Document text section start

= Milet Andrejevic =

Yugoslav painter

Milet Andrejević (28 September 1925 – 21 October 1989) was a Yugoslav-born American painter in the realist tradition. A classically trained artist who went through a series of different artistic periods, including post-Impressionism, Expressionism, and Pop Art, Andrejević was best known for his allegorical landscapes set in New York City's Central Park.

==Early life==
Born Mileta Andrejević in Zrenjanin, Yugoslavia, Andrejević studied painting at the Belgrade Academy of Fine Arts. His brother, Krsta Andrejević, also become a well-known painter in the former Yugoslavia. As a teen, he lived through the Nazi occupation of Yugoslavia and was eventually conscripted into Tito's army at the end of World War II. Andrejević studied under Ivan Tabaković at the Academy of Fine Arts in Belgrade, where he joined several of the artists who would form the Zadar Group, including Mića Popović, Bata Mihajlović, Petar Omčikus, Ljubinka Jovanović, Kosara Bokšan, and Vera Božičković.

In 1952, Andrejević relocated to Paris to study art and did not return to Yugoslavia for twenty years. He married the former Helen Bardeen in Paris in 1956 and came to live with her in New York City in 1958.

==Critical success==
Andrejević's work turned toward Pop Art during the late 1950s and his work was exhibited in the Green Gallery then run by Richard Bellamy. In the 1960s, he adopted a more realist style that featured allegories of Greek myths set in Central Park. He received positive reviews from then New York Times art critic Hilton Kramer who called Andrejević, "clearly one of the most gifted painters of the contemporary Realist school." Kramer went on to write that, "He brings to his art an unusual sense of refinement - an eye calmly and exquisitely attuned to pictorial nuance. His best pictures achieve a purity of tone and a gravity of feeling unusual in the Realist painting of any period and very different, certainly, from some of the more clamorous Realist styles of our own day."

Andrejević showed his work at the Robert Schoelkopf gallery and in the collections of the Hirshhorn Museum and Sculpture Garden in Washington D.C. and the Whitney Museum of American Art in New York City.

In 1988, he was elected member of the Serbian Academy of Sciences and Arts.

Andrejević died of lung cancer in 1989.

Document text section end
Extracted material section start

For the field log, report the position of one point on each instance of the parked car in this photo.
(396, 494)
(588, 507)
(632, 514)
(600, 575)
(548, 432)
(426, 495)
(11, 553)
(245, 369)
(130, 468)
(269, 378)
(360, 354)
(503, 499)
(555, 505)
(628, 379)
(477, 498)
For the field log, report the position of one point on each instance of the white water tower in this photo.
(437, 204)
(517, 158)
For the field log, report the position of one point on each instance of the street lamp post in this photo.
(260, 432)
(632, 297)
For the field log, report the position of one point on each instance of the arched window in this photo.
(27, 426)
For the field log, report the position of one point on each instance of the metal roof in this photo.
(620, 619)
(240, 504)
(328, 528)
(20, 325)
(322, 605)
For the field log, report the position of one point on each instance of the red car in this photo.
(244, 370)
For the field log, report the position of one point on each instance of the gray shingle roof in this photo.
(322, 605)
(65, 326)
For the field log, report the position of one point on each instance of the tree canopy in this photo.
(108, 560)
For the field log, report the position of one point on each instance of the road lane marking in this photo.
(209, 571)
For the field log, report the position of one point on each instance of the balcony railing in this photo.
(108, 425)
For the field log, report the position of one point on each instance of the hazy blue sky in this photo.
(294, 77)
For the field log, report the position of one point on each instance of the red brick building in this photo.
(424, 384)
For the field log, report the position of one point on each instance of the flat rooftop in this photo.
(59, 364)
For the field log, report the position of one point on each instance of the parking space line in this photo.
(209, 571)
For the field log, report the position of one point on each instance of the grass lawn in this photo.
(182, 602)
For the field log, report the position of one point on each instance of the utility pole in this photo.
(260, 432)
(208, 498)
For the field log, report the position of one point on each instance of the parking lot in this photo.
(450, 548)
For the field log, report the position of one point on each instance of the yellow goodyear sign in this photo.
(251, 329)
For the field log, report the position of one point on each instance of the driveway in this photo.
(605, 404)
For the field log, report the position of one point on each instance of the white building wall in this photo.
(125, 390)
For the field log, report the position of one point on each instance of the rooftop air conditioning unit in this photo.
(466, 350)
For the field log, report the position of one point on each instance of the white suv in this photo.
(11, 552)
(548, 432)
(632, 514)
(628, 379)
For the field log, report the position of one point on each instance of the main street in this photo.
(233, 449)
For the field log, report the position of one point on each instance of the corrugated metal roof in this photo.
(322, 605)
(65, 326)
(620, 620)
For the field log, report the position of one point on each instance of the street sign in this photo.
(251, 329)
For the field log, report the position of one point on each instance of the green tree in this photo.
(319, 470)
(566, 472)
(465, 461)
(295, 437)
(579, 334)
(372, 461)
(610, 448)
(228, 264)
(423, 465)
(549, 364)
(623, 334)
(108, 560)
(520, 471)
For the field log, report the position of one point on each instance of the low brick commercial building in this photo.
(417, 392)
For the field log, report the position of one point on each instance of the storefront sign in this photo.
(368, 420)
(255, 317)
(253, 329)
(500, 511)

Extracted material section end

-- Required tasks --
1 - In the text on Milet Andrejević, in what year did he move to Paris to study art?
2 - Please write out the text on Milet Andrejević again from "Andrejević showed his" up to and including "New York City.", switching "showed" to "exhibited".

-- Answers to the problems --
1 - 1952

2 -
Andrejević exhibited his work at the Robert Schoelkopf gallery and in the collections of the Hirshhorn Museum and Sculpture Garden in Washington D.C. and the Whitney Museum of American Art in New York City.